____ Working data

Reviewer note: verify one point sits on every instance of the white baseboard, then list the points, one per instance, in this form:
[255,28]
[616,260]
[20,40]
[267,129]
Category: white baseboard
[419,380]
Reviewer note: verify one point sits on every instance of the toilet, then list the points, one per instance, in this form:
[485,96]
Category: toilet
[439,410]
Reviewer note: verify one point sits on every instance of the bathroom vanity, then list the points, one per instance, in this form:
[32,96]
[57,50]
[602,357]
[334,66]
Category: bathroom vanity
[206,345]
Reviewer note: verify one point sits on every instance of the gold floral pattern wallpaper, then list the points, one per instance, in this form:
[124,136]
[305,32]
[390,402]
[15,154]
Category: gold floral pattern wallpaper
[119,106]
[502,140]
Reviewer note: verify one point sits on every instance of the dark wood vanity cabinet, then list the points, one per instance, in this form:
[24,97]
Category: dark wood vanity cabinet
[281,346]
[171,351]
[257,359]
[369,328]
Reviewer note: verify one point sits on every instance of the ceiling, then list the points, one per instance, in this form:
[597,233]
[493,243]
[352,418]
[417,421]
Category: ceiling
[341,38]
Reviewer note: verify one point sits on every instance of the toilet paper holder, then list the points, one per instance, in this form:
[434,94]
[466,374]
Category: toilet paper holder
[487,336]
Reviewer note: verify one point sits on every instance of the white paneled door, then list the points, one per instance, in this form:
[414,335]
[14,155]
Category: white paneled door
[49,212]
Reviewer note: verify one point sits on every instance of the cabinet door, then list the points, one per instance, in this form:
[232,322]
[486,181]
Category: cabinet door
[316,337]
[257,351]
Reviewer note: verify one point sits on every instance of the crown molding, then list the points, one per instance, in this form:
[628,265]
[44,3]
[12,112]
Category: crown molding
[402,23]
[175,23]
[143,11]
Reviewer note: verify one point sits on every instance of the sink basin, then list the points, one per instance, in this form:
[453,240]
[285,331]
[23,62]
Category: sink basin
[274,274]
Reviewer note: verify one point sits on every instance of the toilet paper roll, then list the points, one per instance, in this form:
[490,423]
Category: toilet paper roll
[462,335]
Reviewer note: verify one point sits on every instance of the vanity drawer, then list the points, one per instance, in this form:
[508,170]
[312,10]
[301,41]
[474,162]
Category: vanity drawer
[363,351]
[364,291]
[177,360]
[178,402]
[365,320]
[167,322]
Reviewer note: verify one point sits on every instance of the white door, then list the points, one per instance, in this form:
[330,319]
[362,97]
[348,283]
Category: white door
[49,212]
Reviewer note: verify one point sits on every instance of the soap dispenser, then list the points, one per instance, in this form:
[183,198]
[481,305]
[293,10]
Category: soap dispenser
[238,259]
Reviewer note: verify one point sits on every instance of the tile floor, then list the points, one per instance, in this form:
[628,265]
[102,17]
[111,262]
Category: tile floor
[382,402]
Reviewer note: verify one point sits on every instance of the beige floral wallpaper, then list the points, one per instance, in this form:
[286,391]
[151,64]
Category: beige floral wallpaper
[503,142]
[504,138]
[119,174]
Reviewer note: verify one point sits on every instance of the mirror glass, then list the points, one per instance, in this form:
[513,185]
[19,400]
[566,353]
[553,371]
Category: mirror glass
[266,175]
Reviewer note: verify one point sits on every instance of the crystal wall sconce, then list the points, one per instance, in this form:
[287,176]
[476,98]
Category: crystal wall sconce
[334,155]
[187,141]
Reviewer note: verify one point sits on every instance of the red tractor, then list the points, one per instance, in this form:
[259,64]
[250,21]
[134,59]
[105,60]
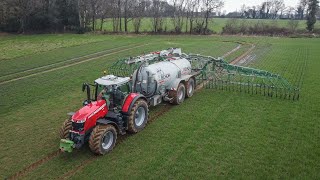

________

**Problem to work on:**
Gather every line of the listing above that contains the string "white" and copy each one in full. Case counts.

**Written response:**
Reviewer note: verify one point sits on every instance of the white baseboard, then list the points, one per instance, in this form:
Category: white baseboard
Reviewer note: verify one point sits on every instance of the white paneled door, then list the points, one per instance, in this form:
Category: white paneled door
Reviewer note: verify one point sits on every instance of the white door, then list the points, one per instance, in this form:
Category: white door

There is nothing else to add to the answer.